Exercise description:
Can you quote every one of the entries below verbatim?

Excerpts from location labeling data

::::::

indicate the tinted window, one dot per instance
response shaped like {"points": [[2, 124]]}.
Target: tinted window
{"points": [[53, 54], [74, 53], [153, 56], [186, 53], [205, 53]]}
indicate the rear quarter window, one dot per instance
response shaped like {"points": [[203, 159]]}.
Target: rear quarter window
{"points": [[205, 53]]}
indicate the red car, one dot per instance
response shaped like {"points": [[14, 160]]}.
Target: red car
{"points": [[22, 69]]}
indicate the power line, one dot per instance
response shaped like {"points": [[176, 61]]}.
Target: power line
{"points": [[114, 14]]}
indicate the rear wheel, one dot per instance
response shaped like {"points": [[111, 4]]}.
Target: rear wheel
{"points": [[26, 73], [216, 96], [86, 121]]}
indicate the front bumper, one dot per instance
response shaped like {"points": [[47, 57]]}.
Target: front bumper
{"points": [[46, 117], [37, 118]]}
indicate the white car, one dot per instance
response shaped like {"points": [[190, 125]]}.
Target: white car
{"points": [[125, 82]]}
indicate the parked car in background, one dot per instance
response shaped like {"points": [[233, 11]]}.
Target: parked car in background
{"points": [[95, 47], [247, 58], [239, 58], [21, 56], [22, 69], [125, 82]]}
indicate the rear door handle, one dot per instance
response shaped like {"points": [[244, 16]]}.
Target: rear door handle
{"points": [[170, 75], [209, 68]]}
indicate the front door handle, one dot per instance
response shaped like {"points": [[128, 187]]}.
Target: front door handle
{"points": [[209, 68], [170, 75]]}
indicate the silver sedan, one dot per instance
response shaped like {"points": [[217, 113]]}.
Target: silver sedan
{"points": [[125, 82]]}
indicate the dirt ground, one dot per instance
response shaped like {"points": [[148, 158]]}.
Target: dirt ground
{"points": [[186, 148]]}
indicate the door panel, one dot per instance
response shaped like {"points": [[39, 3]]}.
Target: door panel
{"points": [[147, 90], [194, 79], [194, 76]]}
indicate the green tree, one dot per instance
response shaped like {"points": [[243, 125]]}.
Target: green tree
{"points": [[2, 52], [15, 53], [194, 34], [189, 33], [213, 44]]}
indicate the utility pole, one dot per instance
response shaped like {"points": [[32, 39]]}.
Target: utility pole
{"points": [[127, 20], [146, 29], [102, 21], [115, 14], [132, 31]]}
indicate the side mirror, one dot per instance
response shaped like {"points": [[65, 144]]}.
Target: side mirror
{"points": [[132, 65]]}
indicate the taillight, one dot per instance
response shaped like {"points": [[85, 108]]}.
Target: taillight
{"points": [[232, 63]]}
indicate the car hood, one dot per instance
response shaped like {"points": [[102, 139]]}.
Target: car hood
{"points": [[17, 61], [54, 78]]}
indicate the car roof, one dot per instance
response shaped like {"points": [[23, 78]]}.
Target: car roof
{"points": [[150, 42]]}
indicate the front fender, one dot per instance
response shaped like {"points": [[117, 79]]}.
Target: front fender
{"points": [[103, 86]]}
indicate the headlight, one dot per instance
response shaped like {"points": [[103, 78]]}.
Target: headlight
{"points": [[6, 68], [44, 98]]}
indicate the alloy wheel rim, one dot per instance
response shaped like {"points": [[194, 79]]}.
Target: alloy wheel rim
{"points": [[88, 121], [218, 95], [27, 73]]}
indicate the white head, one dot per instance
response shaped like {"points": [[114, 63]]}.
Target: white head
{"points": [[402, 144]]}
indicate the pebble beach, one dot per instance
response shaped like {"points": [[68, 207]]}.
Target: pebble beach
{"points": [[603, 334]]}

::::::

Exercise output:
indicate the tinted window, one dot per instance
response shaped like {"points": [[2, 124]]}.
Target: tinted window
{"points": [[53, 54], [74, 53], [153, 56], [186, 53], [205, 53]]}
indicate the rear quarter window, one dot per instance
response shaped like {"points": [[203, 159]]}.
Target: rear quarter window
{"points": [[205, 53]]}
indicate the red car, one dot per instance
response shaped like {"points": [[14, 160]]}.
Target: red car
{"points": [[22, 69]]}
indicate the power line, one dot per instance
response shaped like {"points": [[176, 61]]}.
Target: power line
{"points": [[114, 14]]}
indicate the rear wheel, one dot per instance
response shaped like {"points": [[111, 4]]}.
Target: rear wheel
{"points": [[26, 73], [216, 96], [86, 121]]}
indicate the front bumper, one dot per instance
response shaped like {"points": [[47, 57]]}.
Target: front bumper
{"points": [[46, 117], [37, 118]]}
indicate the white car, one dot per instance
response shaped like {"points": [[190, 125]]}.
Target: white car
{"points": [[125, 82]]}
indicate the parked car in background, one dot per instance
response shaped like {"points": [[233, 11]]}.
Target: parked car in background
{"points": [[95, 47], [247, 58], [239, 58], [21, 56], [22, 69], [125, 82]]}
indicate the rear door handle, one dot per instance
response shaped like {"points": [[244, 16]]}.
Target: rear door handle
{"points": [[170, 75], [209, 68]]}
indicate the front door handle, one dot per instance
response shaped like {"points": [[128, 187]]}.
Target: front door handle
{"points": [[209, 68], [170, 75]]}
indicate the silver sedan, one dot per instance
response shaped like {"points": [[217, 113]]}.
Target: silver sedan
{"points": [[125, 82]]}
indicate the dirt ground, one dot per instance
response shaped like {"points": [[148, 158]]}.
Target: dirt ground
{"points": [[186, 148]]}
indicate the door panel, one dot per instance
response shaped like {"points": [[39, 3]]}.
Target: door panel
{"points": [[147, 90], [194, 79], [194, 76]]}
indicate the green tree, one dot per instance
response shaped like {"points": [[243, 125]]}.
Target: green tree
{"points": [[2, 52], [15, 53], [194, 34], [189, 33], [213, 44]]}
indicate the utility pole, one dot per instance
response shaped like {"points": [[32, 39]]}.
Target: utility pole
{"points": [[127, 20], [146, 29], [102, 21], [115, 14], [132, 31]]}
indicate the side mirror, one dot per instance
response shaped like {"points": [[65, 144]]}.
Target: side mirror
{"points": [[132, 65]]}
indicate the taillight, one dot per instance
response shaped like {"points": [[85, 108]]}.
Target: taillight
{"points": [[232, 63]]}
indicate the car hood, one dot per instance
response shaped like {"points": [[102, 139]]}.
Target: car hood
{"points": [[17, 61], [54, 78]]}
indicate the car roof, one dot per instance
response shaped like {"points": [[23, 78]]}.
Target: car roof
{"points": [[150, 42]]}
indicate the front fender, one dot per instance
response shaped like {"points": [[117, 79]]}.
Target: front fender
{"points": [[103, 86]]}
indicate the headlight, one dot per instance
response shaped like {"points": [[103, 78]]}.
Target: headlight
{"points": [[6, 68], [44, 98]]}
indicate the alloy wheel rim, one dot per instance
response shaped like {"points": [[194, 79]]}.
Target: alloy wheel rim
{"points": [[88, 121], [218, 95], [27, 73]]}
indicate the white head, one dot per instance
response shaped like {"points": [[114, 63]]}.
Target: white head
{"points": [[402, 144]]}
indicate the pebble beach, one dot per instance
response shaped like {"points": [[68, 207]]}.
Target: pebble beach
{"points": [[603, 334]]}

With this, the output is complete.